- _READING TEXT_:
···
Deep Agent Toolkit Design — Built-in Agent Tools

Status: Proposed Epic: 8 — Deep Agent Toolkit Date: 2026-03-10

1. Motivation

Exo agents can invoke arbitrary tools via the Tool ABC, but there is no curated toolkit for autonomous task execution — the pattern where an agent independently reads files, runs commands, executes code, and tracks progress without human intervention.

Agent-core’s deepagents/tools/ provides four built-in tools for this purpose:

Agent-Core Tool	Purpose
`TodoTool`	CRUD todo list with status tracking
`FileSystemTool`	File I/O (read, write, edit, glob, list, grep)
`ShellTool`	Shell command execution
`CodeTool`	Python code execution in isolated environment

Exo already has equivalents for three of these, spread across two packages:

Capability	Exo Package	Module
Todo / Planning	`exo-context`	`context/tools.py` — `get_planning_tools()`
File I/O	`exo-sandbox`	`sandbox/tools.py` — `FilesystemTool`
Shell	`exo-sandbox`	`sandbox/tools.py` — `TerminalTool`
Code execution	—	Not yet implemented

The gap is a CodeExecutionTool for sandboxed Python execution, plus a convenience API that bundles all four tool categories into a single get_deep_agent_tools() call. Additionally, the existing FilesystemTool lacks agent-core’s edit, glob, and grep operations, and the exo-context planning tools lack status tracking (PENDING / IN_PROGRESS / COMPLETED).

2. Key Decision: Extend Existing Packages, No New Package

Option A — New package `exo-toolkit` (rejected)

A separate package adds dependency overhead and forces a third import for what is fundamentally a composition of existing tools. The tools themselves belong logically to their current packages.

Option B — All tools in `exo-core` (rejected)

Moving sandbox tools into core would create a circular dependency (core depends on sandbox’s Sandbox for execution context). It also collapses the separation of concerns between core abstractions and execution environments.

Option C — Extend `exo-sandbox` + `exo-context`, aggregate in core (chosen)

Code execution → new CodeExecutionTool in exo-sandbox/tools.py (alongside FilesystemTool and TerminalTool), backed by LocalSandbox.
File tool extensions (edit, glob, grep) → extend FilesystemTool in exo-sandbox/tools.py.
Todo status tracking → extend planning tools in exo-context/tools.py with status field.
Aggregator → get_deep_agent_tools() function in exo-core/src/exo/toolkit.py that imports and bundles all four tool categories.
···
- _DIRECTIVES_:
(1) In the toolkit design, which module will hold the new CodeExecutionTool?
(2) Render this sentence from the toolkit design in Spanish: "The tools themselves belong logically to their current packages."
(3) Carry on writing the toolkit design from the point where it stops.
The listing after this point comes from a different source.

- _SUPPLIED DATA_:
···
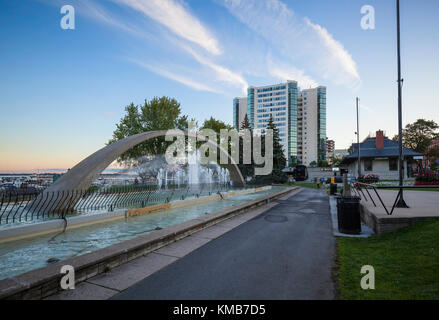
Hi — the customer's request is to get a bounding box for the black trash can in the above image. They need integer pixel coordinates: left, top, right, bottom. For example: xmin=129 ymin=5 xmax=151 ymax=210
···
- _EXPECTED ANSWERS_:
(1) exo-sandbox/tools.py, alongside FilesystemTool and TerminalTool.

(2) Las herramientas en sí pertenecen lógicamente a sus paquetes actuales.

(3)
Why Option C:

Keeps tools co-located with their execution environments (sandbox tools with sandbox, context tools with context).
exo-core already depends on both packages, so the aggregator introduces no new dependency edges.
Follows the established pattern: get_planning_tools(), get_context_tools(), get_file_tools() are already per-package convenience functions.

3. Component Design

3.1 CodeExecutionTool (new)

python

class CodeExecutionTool(Tool):
    """Execute Python code in a sandboxed environment."""

    name = "execute_code"
    description = "Execute Python code and return stdout, stderr, and result."
    parameters = {
        "code": {"type": "string", "description": "Python code to execute"},
        "timeout": {"type": "number", "description": "Max seconds (default 30)"},
    }

    def __init__(
        self,
        *,
        sandbox: Sandbox | None = None,
        allowed_imports: frozenset[str] | None = None,
        timeout: float = 30.0,
    ) -> None: ...

    async def execute(self, **kwargs) -> dict[str, Any]:
        # Returns: {"stdout": str, "stderr": str, "result": str | None,
        #           "success": bool, "execution_time_ms": float}

Execution strategy:

If a Sandbox instance is provided, delegate to sandbox.run_tool().
Otherwise, use asyncio.create_subprocess_exec() with a temporary script file, import allowlist enforcement via AST inspection, and asyncio.wait_for() timeout.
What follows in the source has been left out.